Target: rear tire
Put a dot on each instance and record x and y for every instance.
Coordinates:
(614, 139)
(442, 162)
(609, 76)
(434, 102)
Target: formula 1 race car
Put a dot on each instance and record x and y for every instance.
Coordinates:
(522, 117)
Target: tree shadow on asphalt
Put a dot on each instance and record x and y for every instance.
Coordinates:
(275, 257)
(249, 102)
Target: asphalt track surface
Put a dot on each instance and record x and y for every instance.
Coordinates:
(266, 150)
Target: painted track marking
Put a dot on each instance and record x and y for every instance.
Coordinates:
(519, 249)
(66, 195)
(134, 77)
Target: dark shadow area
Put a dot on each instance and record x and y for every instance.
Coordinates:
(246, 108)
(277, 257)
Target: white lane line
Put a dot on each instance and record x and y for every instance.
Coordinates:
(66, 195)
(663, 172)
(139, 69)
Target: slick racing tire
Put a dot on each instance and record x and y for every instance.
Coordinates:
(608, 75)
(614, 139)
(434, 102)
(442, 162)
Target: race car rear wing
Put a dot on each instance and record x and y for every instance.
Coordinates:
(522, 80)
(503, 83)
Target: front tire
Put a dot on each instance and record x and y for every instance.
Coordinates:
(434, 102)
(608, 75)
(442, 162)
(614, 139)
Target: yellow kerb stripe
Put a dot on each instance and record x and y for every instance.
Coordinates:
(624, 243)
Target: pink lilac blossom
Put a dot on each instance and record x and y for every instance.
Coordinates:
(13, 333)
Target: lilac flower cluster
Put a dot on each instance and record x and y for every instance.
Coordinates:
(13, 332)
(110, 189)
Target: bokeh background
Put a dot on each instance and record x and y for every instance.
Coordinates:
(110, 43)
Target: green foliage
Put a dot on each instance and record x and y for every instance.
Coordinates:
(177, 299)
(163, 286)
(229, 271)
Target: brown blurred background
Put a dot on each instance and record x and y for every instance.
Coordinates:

# INSTRUCTIONS FOR THE TASK
A word-for-word copy of the data is what should be returned.

# PROBLEM SOLUTION
Target: rear tire
Put a dot on each instance and record x and y for every instance.
Coordinates:
(614, 139)
(442, 162)
(609, 76)
(434, 102)
Target: formula 1 race car
Put a dot on each instance and record x and y for every instance.
Coordinates:
(522, 117)
Target: tree shadow on asphalt
Put a dot on each instance and record x and y for every instance.
Coordinates:
(275, 257)
(249, 102)
Target: asphalt track surface
Put a dot on each instance and record x and y for every instance.
Coordinates:
(266, 150)
Target: painted track marking
Put a dot on each instance and record x and y for every instance.
Coordinates:
(519, 249)
(66, 195)
(134, 77)
Target: dark shadow area
Put a dot on each instance and record x and y for every instance.
Coordinates:
(246, 108)
(277, 257)
Target: white lane line
Put a dot on each instance and record x and y for every instance.
Coordinates:
(66, 195)
(663, 172)
(139, 69)
Target: slick racing tire
Put a dot on each instance and record x and y for every instance.
Coordinates:
(608, 75)
(614, 139)
(434, 102)
(442, 162)
Target: race car rear wing
Put a dot on each instance and record x and y for every instance.
Coordinates:
(522, 80)
(503, 83)
Target: front tire
Put a dot on each instance and record x and y for every instance.
Coordinates:
(434, 102)
(608, 75)
(442, 162)
(614, 139)
Target: yellow kerb stripe
Put a dot on each instance and record x and y for every instance.
Coordinates:
(624, 243)
Target: pink lilac blossom
Put a dot on each instance and record x and y for every instance.
Coordinates:
(13, 333)
Target: lilac flower cluster
Put a dot on each instance and record x and y for every instance.
Coordinates:
(13, 332)
(110, 189)
Target: bokeh background
Put a dot on each instance and record x and y for every instance.
Coordinates:
(110, 43)
Target: green foliage
Put a dot on each instance and record x and y for every instance.
Coordinates:
(177, 299)
(163, 286)
(229, 271)
Target: brown blurred background
Put a dot on each instance and record x and y for every instance.
Coordinates:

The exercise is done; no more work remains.